**Énoncé de tâche:** D'après l'entretien avec Max Dozolme, sur quel générique travaille-t-il en ce moment pour sa chronique ?

**Texte fourni:**
■ ■ ■ ■ ■ ■ ■
Titre
Max Dozolme
Producteur sur France Musique, Max Dozolme signe aussi les avant-concerts dans le cadre du Grand Tour du National.
Max Dozolme, vous présentez une chronique dans la Matinale de France Musique, « Maxxi Classique », qui entend utiliser tous les genres musicaux pour parler de la musique dite classique…
J’aime utiliser la transversalité : entre les genres musicaux, mais également entre les disciplines (cinéma, littérature, etc.). Tous les angles sont bons pour parler du classique, ce qui permet d’intéresser à la fois les mélomanes, les moins spécialistes et les plus curieux !
À l’heure où nous pouvons trouver sur internet tous les renseignements possibles sur les œuvres, vous essayez de faire de vos chroniques des documents uniques et inédits…
C’est là où le cross-over intervient, même s’il faut reconnaître qu’il est plutôt à la mode. Par ma formation classique, j’ai emmagasiné beaucoup d’histoires, beaucoup d’anecdotes, que j’essaie de replacer dans mes chroniques. Toute porte d’entrée est bonne à utiliser, d’un article universitaire à une remarque sur un réseau social. À partir de là, je tire un fil. En ce moment, par exemple, je travaille sur le générique de la série télévisée Succession… ce qui me permet de parler des accords aux XVIIIe et XIXe siècles.
Dans le cadre du Grand Tour de l’Orchestre National, pratiquez-vous également cette philosophie de l’abord transversal de l’œuvre ?
D’une certaine façon oui, puisqu’au lieu de faire une conférence sur les œuvres qui sont jouées, je fais des entretiens avec les solistes avant chaque concert. Nous parlons rapidement de leur parcours, mais surtout de l’œuvre qu’ils vont jouer. Le programme de salle donnant tout ce qu’il faut savoir sur la pièce, je profite de la présence des artistes qui seront sur scène pour parler de leur vision de l’œuvre. Parler de leur vision, c’est déjà parler de l’œuvre. « Quel est votre passage préféré ? », « Imaginez-vous des scènes lorsque vous jouez ? », « Faites-vous le vide pour favoriser le par cœur ? » : toutes ces questions permettent d’incarner la pièce, de lui insuffler déjà une existence tangible avant de l’écouter une demi-heure plus tard. Nous ne sommes pas dans l’analyse mais dans la discussion.
■ ■ ■ ■ ■ ■ ■
**Données:**
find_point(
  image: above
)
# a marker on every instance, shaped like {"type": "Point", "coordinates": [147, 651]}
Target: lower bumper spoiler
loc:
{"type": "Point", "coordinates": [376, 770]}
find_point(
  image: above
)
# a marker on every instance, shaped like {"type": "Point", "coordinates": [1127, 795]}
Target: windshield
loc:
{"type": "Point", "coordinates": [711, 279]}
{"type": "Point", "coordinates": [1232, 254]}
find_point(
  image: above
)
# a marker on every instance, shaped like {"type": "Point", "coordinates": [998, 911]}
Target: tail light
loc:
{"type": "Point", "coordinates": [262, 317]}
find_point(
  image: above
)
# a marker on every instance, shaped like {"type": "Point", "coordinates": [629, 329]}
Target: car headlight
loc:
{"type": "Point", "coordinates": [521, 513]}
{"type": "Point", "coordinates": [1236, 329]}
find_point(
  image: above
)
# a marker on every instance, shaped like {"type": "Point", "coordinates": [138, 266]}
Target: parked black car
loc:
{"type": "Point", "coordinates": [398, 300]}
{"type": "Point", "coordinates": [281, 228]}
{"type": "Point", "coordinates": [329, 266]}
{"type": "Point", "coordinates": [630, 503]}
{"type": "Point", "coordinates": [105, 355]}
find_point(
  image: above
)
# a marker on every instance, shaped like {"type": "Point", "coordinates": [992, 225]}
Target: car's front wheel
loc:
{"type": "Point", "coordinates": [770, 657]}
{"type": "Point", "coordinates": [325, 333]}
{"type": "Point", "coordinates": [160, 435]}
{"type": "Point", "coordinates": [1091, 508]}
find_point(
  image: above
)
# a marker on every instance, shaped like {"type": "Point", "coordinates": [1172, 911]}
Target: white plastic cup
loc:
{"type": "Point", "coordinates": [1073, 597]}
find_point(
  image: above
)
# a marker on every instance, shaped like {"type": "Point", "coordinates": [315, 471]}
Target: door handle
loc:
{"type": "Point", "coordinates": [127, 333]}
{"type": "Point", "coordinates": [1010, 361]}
■ ■ ■ ■ ■ ■ ■
**Réponse attendue:** Sur le générique de la série télévisée Succession.